**Stated exercise**: Add 134 to every coordinate value in the answers, and reproduce each line of the data below, requests included, from the line containing "In this photo, where can the white two-story" through the end of the data. Include only those lines.

Image object location entries
⟨
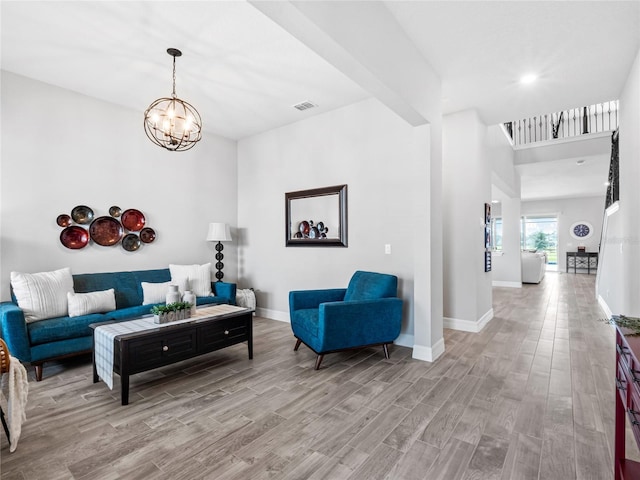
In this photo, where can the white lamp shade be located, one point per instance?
(218, 232)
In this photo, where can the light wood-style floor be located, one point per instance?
(530, 397)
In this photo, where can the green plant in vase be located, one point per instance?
(171, 312)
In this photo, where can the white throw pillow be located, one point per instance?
(154, 292)
(42, 295)
(198, 278)
(91, 302)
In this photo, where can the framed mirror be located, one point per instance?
(316, 217)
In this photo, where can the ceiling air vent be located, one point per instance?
(305, 105)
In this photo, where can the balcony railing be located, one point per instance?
(601, 117)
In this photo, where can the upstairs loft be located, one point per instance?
(571, 123)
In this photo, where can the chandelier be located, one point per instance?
(170, 122)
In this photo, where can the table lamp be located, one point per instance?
(219, 232)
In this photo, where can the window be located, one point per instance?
(540, 233)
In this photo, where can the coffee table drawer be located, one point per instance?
(156, 351)
(223, 333)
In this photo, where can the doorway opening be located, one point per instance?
(539, 233)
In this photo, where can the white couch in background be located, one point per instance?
(534, 266)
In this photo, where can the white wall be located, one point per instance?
(365, 146)
(569, 211)
(610, 288)
(466, 189)
(506, 269)
(629, 278)
(61, 149)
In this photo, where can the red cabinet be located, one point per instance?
(627, 401)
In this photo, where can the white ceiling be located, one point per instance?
(240, 70)
(243, 72)
(564, 178)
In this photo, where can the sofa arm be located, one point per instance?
(303, 299)
(226, 290)
(14, 331)
(356, 323)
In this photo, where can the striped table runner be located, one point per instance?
(105, 335)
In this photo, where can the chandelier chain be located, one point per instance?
(174, 77)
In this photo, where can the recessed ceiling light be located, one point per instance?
(528, 78)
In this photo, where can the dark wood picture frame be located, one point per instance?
(333, 239)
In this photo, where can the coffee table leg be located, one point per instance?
(95, 370)
(124, 388)
(250, 335)
(124, 372)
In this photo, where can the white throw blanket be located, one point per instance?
(17, 384)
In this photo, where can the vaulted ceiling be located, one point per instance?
(244, 72)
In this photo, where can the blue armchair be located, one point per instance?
(367, 313)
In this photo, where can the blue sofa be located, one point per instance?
(55, 338)
(366, 313)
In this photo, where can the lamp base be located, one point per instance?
(219, 264)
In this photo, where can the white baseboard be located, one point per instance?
(468, 325)
(273, 314)
(605, 308)
(500, 283)
(428, 354)
(404, 340)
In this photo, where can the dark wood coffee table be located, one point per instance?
(156, 347)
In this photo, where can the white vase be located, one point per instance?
(173, 295)
(190, 297)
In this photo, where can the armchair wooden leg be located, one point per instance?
(386, 351)
(38, 367)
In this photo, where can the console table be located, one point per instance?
(627, 401)
(588, 260)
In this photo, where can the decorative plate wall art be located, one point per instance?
(82, 226)
(106, 231)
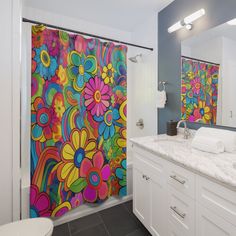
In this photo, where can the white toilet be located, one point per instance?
(28, 227)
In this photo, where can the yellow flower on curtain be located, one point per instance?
(62, 75)
(59, 108)
(122, 140)
(108, 73)
(73, 152)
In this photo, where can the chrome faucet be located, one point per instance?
(186, 130)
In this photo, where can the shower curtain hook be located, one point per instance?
(163, 83)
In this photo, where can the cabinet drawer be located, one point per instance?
(182, 180)
(210, 224)
(181, 212)
(218, 199)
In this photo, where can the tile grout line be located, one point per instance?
(104, 224)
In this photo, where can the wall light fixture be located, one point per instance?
(187, 22)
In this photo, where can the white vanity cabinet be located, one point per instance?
(149, 194)
(173, 201)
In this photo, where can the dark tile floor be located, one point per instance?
(115, 221)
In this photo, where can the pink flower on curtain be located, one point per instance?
(40, 203)
(196, 85)
(97, 96)
(77, 200)
(80, 44)
(96, 175)
(52, 42)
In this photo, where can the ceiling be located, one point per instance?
(121, 14)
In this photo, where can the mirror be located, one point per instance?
(208, 76)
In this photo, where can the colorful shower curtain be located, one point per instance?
(199, 91)
(78, 121)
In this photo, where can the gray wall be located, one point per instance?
(169, 46)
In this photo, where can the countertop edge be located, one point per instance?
(195, 171)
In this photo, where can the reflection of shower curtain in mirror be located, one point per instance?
(78, 121)
(199, 91)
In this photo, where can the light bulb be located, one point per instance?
(232, 22)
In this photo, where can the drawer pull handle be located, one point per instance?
(182, 215)
(174, 177)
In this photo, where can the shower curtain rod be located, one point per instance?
(86, 34)
(195, 59)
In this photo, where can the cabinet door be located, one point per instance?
(140, 195)
(209, 223)
(158, 202)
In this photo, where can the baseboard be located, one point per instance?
(86, 209)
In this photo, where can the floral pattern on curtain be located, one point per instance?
(78, 121)
(199, 91)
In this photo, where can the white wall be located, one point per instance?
(9, 119)
(144, 82)
(229, 85)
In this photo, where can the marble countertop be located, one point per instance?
(220, 167)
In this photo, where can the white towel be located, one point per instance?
(227, 137)
(206, 144)
(161, 99)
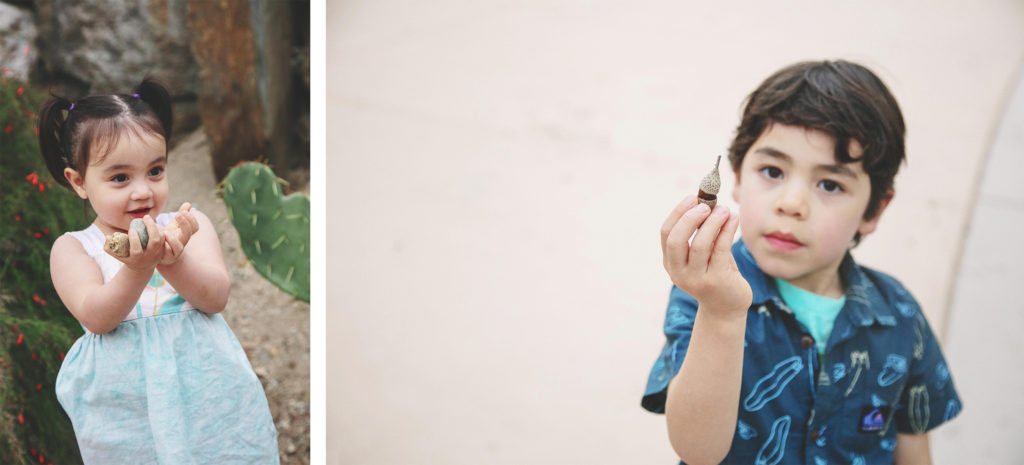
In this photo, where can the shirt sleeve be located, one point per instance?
(678, 328)
(929, 397)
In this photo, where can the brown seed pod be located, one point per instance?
(710, 185)
(117, 244)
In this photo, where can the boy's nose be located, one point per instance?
(792, 201)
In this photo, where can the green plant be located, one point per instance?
(35, 327)
(273, 228)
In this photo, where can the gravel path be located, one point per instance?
(272, 327)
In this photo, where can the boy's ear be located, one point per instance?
(77, 182)
(867, 225)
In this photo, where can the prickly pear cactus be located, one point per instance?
(273, 229)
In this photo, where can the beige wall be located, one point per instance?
(498, 172)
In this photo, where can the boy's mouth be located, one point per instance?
(139, 212)
(783, 241)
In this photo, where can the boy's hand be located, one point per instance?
(177, 234)
(704, 267)
(139, 259)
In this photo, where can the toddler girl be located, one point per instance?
(158, 377)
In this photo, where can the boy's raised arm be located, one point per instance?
(702, 398)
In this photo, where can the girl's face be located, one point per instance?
(129, 182)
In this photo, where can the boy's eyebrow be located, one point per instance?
(841, 170)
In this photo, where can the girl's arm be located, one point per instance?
(100, 307)
(199, 273)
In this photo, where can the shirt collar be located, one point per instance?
(864, 303)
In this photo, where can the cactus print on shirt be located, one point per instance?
(883, 372)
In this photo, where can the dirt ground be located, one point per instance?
(272, 327)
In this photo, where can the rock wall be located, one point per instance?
(105, 46)
(17, 37)
(230, 65)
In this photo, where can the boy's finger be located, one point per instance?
(723, 245)
(678, 241)
(704, 240)
(156, 234)
(673, 218)
(134, 242)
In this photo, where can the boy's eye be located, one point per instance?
(830, 186)
(771, 172)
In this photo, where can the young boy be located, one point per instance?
(782, 349)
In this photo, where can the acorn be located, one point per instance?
(117, 244)
(708, 193)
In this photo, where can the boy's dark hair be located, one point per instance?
(68, 130)
(842, 98)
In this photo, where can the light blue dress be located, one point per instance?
(170, 385)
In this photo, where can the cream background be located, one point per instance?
(497, 173)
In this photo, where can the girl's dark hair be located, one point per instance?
(69, 131)
(842, 98)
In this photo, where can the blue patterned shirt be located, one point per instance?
(882, 373)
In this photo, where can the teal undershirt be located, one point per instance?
(817, 312)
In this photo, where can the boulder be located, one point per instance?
(17, 39)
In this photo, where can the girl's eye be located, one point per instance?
(830, 186)
(771, 172)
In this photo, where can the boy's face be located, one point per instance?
(799, 208)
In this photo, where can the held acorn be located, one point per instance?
(117, 244)
(708, 194)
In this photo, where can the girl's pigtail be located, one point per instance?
(52, 121)
(159, 99)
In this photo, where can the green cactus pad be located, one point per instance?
(273, 229)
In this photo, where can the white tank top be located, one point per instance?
(158, 297)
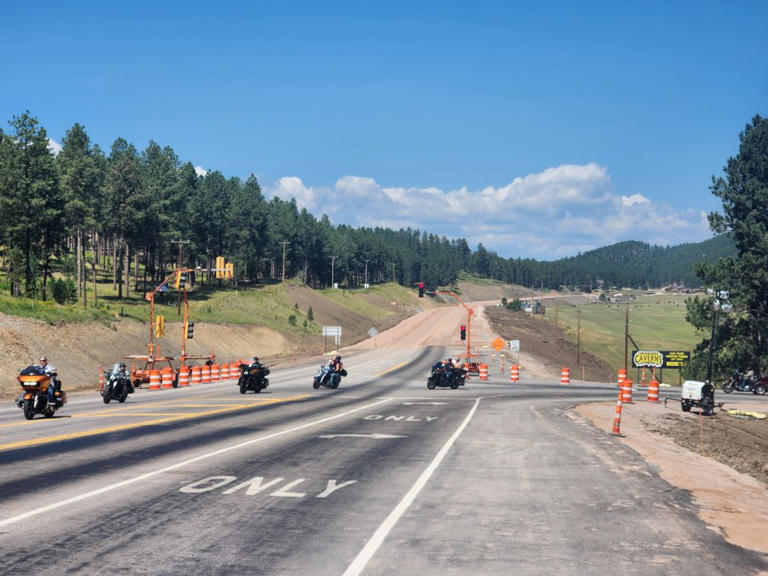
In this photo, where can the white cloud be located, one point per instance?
(558, 212)
(54, 147)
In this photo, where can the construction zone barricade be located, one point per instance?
(183, 377)
(166, 377)
(626, 391)
(154, 380)
(617, 419)
(653, 390)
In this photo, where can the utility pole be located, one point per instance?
(284, 243)
(179, 264)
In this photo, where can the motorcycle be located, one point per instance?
(117, 386)
(253, 378)
(745, 383)
(445, 377)
(33, 399)
(328, 377)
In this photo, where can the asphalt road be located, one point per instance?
(380, 476)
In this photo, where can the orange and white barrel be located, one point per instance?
(183, 376)
(154, 379)
(653, 390)
(626, 392)
(166, 375)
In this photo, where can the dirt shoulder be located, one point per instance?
(722, 461)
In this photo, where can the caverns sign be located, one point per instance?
(661, 359)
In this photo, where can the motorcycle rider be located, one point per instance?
(46, 368)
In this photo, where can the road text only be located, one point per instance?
(276, 487)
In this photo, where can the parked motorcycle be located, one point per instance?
(117, 384)
(328, 377)
(745, 383)
(253, 377)
(33, 399)
(445, 376)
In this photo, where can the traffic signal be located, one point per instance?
(181, 280)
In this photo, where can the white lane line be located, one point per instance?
(364, 556)
(78, 498)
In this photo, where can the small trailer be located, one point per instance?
(699, 394)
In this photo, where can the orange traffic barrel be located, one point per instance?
(154, 379)
(653, 390)
(626, 391)
(621, 377)
(166, 377)
(183, 376)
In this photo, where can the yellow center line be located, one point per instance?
(388, 370)
(164, 420)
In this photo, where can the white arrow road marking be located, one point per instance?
(374, 436)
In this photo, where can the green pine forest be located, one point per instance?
(86, 213)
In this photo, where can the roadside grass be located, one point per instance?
(656, 322)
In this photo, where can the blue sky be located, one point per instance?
(540, 129)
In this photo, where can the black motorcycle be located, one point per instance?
(253, 377)
(745, 383)
(117, 384)
(328, 377)
(446, 377)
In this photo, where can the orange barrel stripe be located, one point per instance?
(183, 376)
(617, 419)
(166, 377)
(154, 380)
(627, 391)
(653, 390)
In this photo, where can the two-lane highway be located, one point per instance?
(380, 476)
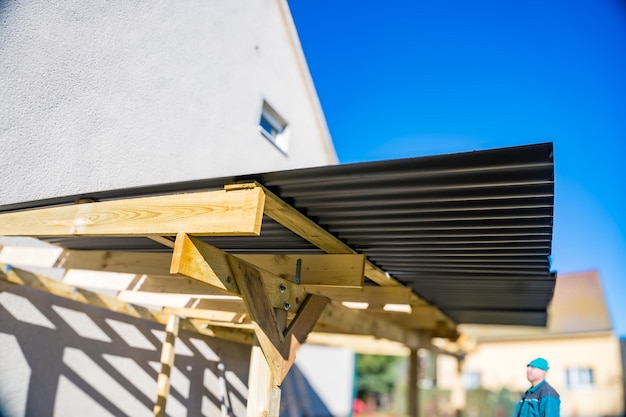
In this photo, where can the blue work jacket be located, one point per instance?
(539, 401)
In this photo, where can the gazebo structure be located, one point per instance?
(419, 245)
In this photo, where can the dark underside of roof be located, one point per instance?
(470, 233)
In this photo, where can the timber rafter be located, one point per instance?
(284, 296)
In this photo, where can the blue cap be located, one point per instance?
(540, 363)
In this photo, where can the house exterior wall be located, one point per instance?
(100, 96)
(62, 358)
(503, 365)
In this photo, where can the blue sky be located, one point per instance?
(424, 77)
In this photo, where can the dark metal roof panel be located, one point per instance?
(469, 232)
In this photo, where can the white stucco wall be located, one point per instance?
(108, 95)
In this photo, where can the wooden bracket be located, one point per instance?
(279, 345)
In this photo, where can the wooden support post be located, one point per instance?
(413, 388)
(167, 362)
(263, 391)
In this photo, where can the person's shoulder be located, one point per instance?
(548, 390)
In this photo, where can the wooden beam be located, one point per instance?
(15, 276)
(210, 213)
(337, 318)
(198, 260)
(116, 261)
(278, 347)
(329, 269)
(345, 270)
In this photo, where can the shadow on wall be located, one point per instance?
(62, 358)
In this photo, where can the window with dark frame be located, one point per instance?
(272, 125)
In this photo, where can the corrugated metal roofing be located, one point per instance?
(471, 232)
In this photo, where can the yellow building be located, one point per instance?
(578, 342)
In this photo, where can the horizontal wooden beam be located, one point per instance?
(198, 260)
(375, 297)
(15, 276)
(345, 270)
(304, 227)
(337, 318)
(326, 269)
(210, 213)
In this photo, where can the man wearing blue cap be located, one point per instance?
(540, 400)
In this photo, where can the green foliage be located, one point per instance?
(377, 374)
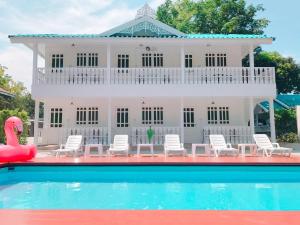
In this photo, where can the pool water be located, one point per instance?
(151, 187)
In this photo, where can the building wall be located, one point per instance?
(171, 54)
(238, 114)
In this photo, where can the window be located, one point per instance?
(56, 117)
(155, 60)
(217, 115)
(224, 115)
(123, 61)
(188, 61)
(188, 117)
(221, 60)
(212, 115)
(84, 59)
(158, 60)
(158, 115)
(57, 61)
(152, 115)
(210, 60)
(87, 115)
(122, 117)
(146, 115)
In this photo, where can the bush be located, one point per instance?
(5, 114)
(289, 138)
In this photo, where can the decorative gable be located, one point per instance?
(144, 25)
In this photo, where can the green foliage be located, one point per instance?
(289, 138)
(5, 114)
(213, 16)
(285, 121)
(287, 70)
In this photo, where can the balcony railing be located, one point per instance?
(154, 76)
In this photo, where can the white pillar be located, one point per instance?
(109, 120)
(36, 121)
(108, 63)
(34, 62)
(181, 120)
(251, 114)
(251, 62)
(182, 64)
(298, 119)
(272, 119)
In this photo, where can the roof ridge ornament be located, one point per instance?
(146, 10)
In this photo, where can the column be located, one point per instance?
(34, 63)
(272, 119)
(182, 66)
(181, 120)
(109, 120)
(251, 62)
(36, 121)
(108, 63)
(251, 114)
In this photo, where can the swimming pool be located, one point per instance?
(151, 187)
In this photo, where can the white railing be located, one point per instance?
(71, 76)
(145, 76)
(229, 75)
(155, 76)
(232, 134)
(139, 134)
(91, 135)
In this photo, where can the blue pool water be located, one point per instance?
(151, 187)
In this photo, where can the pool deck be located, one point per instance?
(151, 217)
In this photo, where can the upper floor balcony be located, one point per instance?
(201, 81)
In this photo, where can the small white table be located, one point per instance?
(149, 146)
(252, 148)
(88, 147)
(205, 146)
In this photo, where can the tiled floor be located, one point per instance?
(163, 217)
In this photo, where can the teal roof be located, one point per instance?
(185, 36)
(284, 101)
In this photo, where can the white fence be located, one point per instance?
(154, 76)
(232, 134)
(139, 134)
(91, 135)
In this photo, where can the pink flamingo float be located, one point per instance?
(13, 151)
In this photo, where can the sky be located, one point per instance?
(96, 16)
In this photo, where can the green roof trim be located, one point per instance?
(186, 36)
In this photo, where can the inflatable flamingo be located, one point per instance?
(13, 151)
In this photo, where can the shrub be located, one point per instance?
(5, 114)
(289, 138)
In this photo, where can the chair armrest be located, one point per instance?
(276, 145)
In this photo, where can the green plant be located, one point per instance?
(289, 138)
(5, 114)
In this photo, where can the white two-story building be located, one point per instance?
(145, 73)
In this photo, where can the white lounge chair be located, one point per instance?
(268, 148)
(72, 145)
(172, 144)
(120, 145)
(219, 145)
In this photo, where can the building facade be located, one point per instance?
(145, 73)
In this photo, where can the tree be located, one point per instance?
(213, 16)
(287, 70)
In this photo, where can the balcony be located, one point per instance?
(159, 82)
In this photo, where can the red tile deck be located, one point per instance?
(147, 217)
⟩
**Solution**:
In this photo, where can the white two-story building be located, one point per instance?
(279, 207)
In this photo, where can the white lounge chair be located, one point per instance?
(402, 282)
(206, 279)
(306, 278)
(254, 279)
(353, 279)
In this photo, where can the building facade be located, one point per instance?
(279, 207)
In this photo, where can the tree be located, one point per instance?
(347, 150)
(421, 204)
In this photo, where can the balcony be located, one point per instance?
(293, 216)
In this photo, where can the red tile deck be located, one point per instance?
(281, 351)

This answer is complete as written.